**ZU ERLEDIGENDE AUFGABEN**:
1. Geben Sie aus dem Lesetext den Abschnitt wörtlich wieder, der mit den Worten „21. August –“ beginnt und nach den Worten „künstlicher Paradiese gleichermaßen.“ endet.
2. Prüfen Sie für jede der folgenden Aussagen, ob sie mit dem Lesetext übereinstimmt, und belegen Sie Ihr Ja oder Nein mit den maßgeblichen Worten des Lesetexts als wörtlichem Zitat: (a) Lucas Wahl hat den VGH-Fotopreis 2009 gewonnen. (b) Die Ausstellung von Ulu Braun beginnt am 24. August 2010. (c) Die Aufnahmen von Lucas Wahl sind im Panoramaformat gehalten.

**LESETEXT**:
Lucas Wahl — Kathmandu – city of kings

24. August – 10. Oktober 2010

Der angehende Fotojournalist Lucas Wahl, Gewinner des VGH-Fotopreises 2009, zeigt seine Bildreportage über das Leben der Nepalesen im einstigen Hippie-Mekka. Wahl gelingt es in seinen WErken, die unterschiedlichsten Facetten der Stadt einzufangen. Obwohl er den Blick auch auf die Brennpunkte Kathmandus legt, in dem er Armut, Überfüllung und Verschmutzung zeigt, gelingt es ihm den Charme und die Schönheit der Stadt un ihrer Bewohner zu transportieren. Die Bandbreite der eindrucksvollen Situationen wird durch das ungewöhnliche Panoramaformat der Aufnahmen noch verstärkt.

Ulu Braun — Fiebergärten

21. August – 10. Oktober 2010

Der Künstler Ulu Braun (*1976) gehört zu einer neuen Generation kritischer Romantiker, der existenzielle Themen intelligent mit den Mitteln moderner Ironie, Mystik und poetischer Überraschungseffekte umsetzt. Ein immer wiederkehrendes Thema seiner Filme und Collagen ist  die Anziehungs- und Abstoßungskraft  künstlicher Paradiese gleichermaßen.

(Datensätze)

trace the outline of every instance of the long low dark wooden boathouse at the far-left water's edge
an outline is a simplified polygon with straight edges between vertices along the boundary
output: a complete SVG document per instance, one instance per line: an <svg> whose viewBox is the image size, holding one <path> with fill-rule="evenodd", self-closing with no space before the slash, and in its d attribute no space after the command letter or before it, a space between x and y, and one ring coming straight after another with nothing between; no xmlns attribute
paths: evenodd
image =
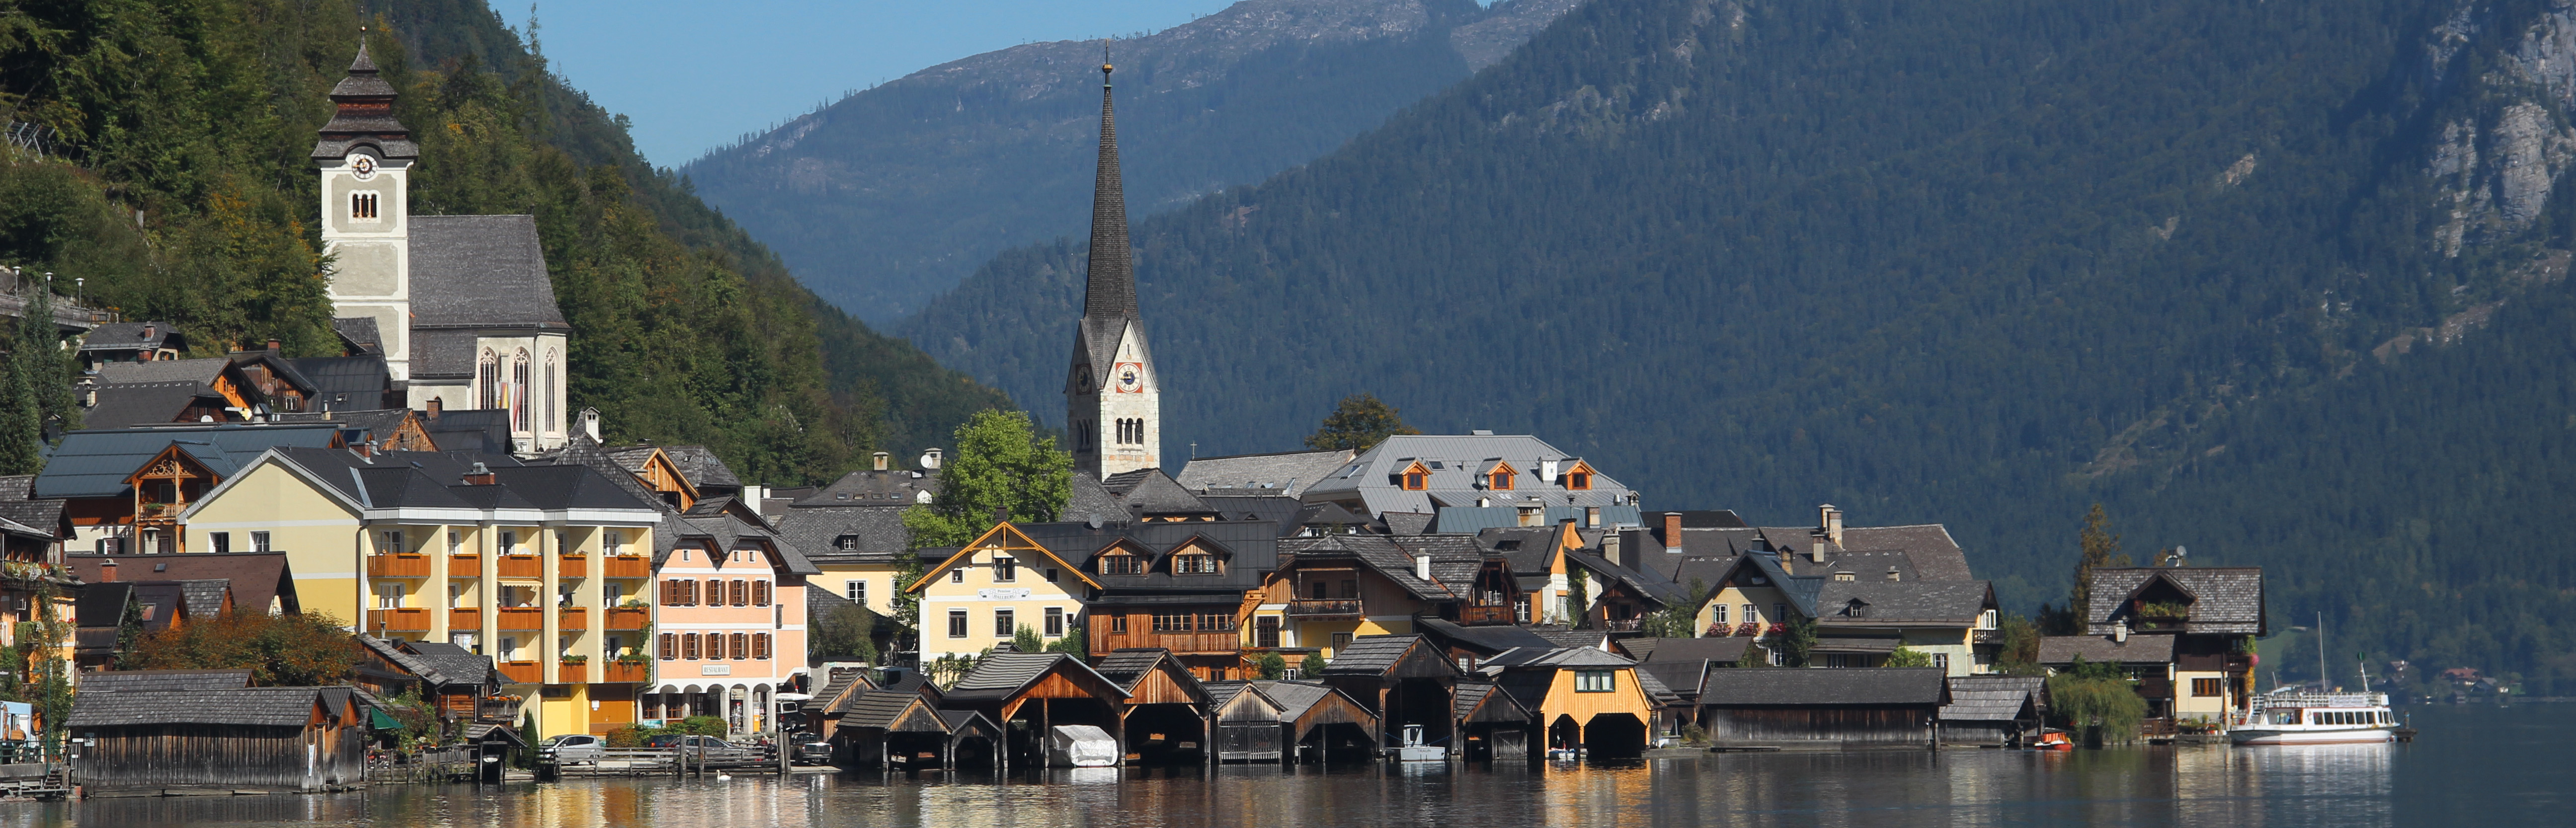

**ERGEBNISSE JE AUFGABE**:
1.
21. August – 10. Oktober 2010

Der Künstler Ulu Braun (*1976) gehört zu einer neuen Generation kritischer Romantiker, der existenzielle Themen intelligent mit den Mitteln moderner Ironie, Mystik und poetischer Überraschungseffekte umsetzt. Ein immer wiederkehrendes Thema seiner Filme und Collagen ist  die Anziehungs- und Abstoßungskraft  künstlicher Paradiese gleichermaßen.

2.
(a) Ja: „Gewinner des VGH-Fotopreises 2009“
(b) Nein: „21. August – 10. Oktober 2010“
(c) Ja: „das ungewöhnliche Panoramaformat der Aufnahmen“